• **OBJETIVO DEL EJERCICIO**: ¿Cuántas líneas de las filas siguientes contienen la palabra "near"? Cuéntalas y responde solo con el número.
#####
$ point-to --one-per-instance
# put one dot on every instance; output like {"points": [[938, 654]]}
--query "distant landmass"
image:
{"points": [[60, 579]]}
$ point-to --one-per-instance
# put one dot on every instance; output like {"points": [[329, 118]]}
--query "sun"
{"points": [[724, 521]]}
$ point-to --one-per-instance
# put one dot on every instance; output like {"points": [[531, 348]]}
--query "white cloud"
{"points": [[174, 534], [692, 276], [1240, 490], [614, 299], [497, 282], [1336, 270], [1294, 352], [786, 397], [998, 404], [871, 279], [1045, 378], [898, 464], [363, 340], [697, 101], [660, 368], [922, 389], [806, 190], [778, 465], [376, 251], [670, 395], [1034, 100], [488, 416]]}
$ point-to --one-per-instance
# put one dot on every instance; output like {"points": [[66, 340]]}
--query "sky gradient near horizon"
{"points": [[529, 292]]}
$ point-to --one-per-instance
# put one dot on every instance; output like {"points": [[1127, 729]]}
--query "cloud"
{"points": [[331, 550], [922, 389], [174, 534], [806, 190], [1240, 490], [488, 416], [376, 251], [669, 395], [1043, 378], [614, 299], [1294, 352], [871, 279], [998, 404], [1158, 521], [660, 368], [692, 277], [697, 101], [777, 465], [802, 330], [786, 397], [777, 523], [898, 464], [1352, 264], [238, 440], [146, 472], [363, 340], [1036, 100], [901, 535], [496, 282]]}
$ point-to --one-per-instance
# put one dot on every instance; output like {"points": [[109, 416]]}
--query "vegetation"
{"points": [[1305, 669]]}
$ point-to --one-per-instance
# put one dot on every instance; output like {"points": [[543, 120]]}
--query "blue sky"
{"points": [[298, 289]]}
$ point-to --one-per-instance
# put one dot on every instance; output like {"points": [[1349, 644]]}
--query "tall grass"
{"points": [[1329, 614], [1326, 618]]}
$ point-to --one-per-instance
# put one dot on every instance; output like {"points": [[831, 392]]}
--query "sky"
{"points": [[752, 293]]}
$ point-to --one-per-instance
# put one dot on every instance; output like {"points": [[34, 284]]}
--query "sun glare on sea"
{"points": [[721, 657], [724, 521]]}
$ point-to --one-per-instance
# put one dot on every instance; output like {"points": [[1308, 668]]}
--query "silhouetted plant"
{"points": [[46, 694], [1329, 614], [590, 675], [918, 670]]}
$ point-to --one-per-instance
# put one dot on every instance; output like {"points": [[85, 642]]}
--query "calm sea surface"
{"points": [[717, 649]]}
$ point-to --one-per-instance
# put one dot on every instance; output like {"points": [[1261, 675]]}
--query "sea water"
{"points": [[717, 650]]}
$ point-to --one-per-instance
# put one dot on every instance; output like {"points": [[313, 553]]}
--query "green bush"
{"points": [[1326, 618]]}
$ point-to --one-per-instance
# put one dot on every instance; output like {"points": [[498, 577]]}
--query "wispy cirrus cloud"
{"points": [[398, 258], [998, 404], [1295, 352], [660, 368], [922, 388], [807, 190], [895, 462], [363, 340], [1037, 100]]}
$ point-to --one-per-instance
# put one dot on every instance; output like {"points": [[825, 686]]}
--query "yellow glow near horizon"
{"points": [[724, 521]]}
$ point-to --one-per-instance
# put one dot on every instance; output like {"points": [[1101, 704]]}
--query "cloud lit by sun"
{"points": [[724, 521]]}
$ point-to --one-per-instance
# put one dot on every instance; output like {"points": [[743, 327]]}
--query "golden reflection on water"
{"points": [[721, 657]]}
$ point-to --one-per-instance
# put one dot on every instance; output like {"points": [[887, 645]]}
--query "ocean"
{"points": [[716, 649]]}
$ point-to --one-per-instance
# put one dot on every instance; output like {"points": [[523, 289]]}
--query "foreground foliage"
#####
• **RESULTADO FINAL**: 2